▶ [Exercise requirements]:
Your answer should hold every line of the records below that contains the string "palm".

▶ [Input data]:

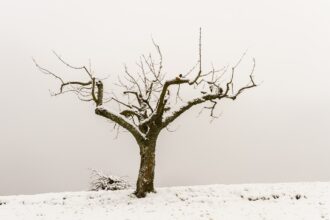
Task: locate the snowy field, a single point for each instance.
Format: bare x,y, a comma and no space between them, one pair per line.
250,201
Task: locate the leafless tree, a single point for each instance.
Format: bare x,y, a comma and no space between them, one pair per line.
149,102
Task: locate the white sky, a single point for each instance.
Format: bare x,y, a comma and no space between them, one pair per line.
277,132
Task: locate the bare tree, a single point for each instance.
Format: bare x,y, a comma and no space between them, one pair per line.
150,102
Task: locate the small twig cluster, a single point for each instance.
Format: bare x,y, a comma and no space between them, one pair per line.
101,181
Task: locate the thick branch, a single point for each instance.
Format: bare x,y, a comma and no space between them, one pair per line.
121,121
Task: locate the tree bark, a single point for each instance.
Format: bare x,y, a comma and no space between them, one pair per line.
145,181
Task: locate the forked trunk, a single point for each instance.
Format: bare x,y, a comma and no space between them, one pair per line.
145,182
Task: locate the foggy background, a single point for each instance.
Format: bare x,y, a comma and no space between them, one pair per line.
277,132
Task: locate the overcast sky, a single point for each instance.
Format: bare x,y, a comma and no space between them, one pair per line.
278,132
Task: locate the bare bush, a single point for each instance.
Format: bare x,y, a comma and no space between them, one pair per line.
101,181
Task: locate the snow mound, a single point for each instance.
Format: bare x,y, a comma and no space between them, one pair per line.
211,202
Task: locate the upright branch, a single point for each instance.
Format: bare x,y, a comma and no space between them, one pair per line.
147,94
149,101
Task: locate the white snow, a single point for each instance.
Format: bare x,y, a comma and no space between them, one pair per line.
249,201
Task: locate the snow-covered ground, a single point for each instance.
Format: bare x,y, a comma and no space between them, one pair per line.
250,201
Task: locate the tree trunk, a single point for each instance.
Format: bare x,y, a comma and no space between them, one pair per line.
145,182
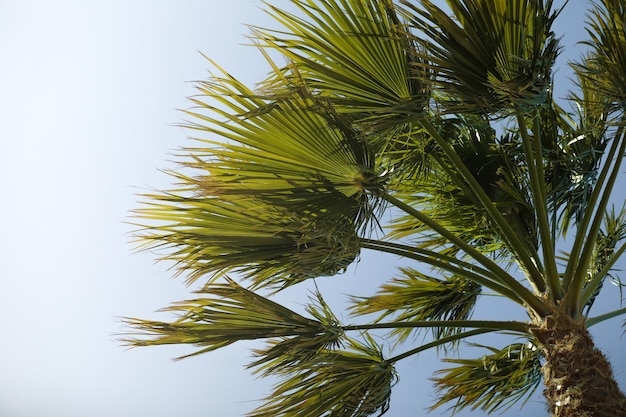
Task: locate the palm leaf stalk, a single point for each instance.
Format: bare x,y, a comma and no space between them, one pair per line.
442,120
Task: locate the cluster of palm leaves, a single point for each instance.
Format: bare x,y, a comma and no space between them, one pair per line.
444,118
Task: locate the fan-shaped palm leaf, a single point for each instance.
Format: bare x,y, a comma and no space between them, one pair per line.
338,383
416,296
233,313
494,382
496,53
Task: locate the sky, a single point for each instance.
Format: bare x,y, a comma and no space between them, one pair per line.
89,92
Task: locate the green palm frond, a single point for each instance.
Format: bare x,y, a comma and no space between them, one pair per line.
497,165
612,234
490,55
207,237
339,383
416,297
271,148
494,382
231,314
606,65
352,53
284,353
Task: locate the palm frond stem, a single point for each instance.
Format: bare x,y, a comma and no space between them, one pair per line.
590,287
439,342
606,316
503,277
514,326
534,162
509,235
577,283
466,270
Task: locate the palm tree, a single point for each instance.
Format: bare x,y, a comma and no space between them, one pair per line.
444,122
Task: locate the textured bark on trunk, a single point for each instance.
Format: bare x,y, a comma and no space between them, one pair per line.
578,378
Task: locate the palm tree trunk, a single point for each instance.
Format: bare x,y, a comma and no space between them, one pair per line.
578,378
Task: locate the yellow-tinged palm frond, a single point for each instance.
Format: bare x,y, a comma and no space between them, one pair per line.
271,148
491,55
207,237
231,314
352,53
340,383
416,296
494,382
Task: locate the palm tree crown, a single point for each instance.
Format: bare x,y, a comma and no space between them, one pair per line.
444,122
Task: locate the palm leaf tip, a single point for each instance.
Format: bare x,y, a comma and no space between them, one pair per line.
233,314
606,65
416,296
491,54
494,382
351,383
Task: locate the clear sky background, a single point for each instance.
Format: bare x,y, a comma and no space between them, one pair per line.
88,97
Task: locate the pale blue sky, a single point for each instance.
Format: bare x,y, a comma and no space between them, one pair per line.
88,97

▶ [Exercise solution]:
Task: locate the palm leaf stalk, a single point for each instance.
Task: locate the cluster of palm leaves, a single point for each instance.
Task: locate the fan-shaped palm leaf, a single point for each instance.
Task: locate the green palm frond, a single point for each instance.
Task: locate the palm frond stem, a single point for each instance.
Task: locate the palm tree, a single point for each instance.
Task: locate the palm tree trunk, a single point for each instance.
Task: locate the yellow-tinged palm frond, a single point for each instance.
Task: locate the palm tree crown, a single point for each instance.
Task: locate the palm leaf tip, a single point for each instance.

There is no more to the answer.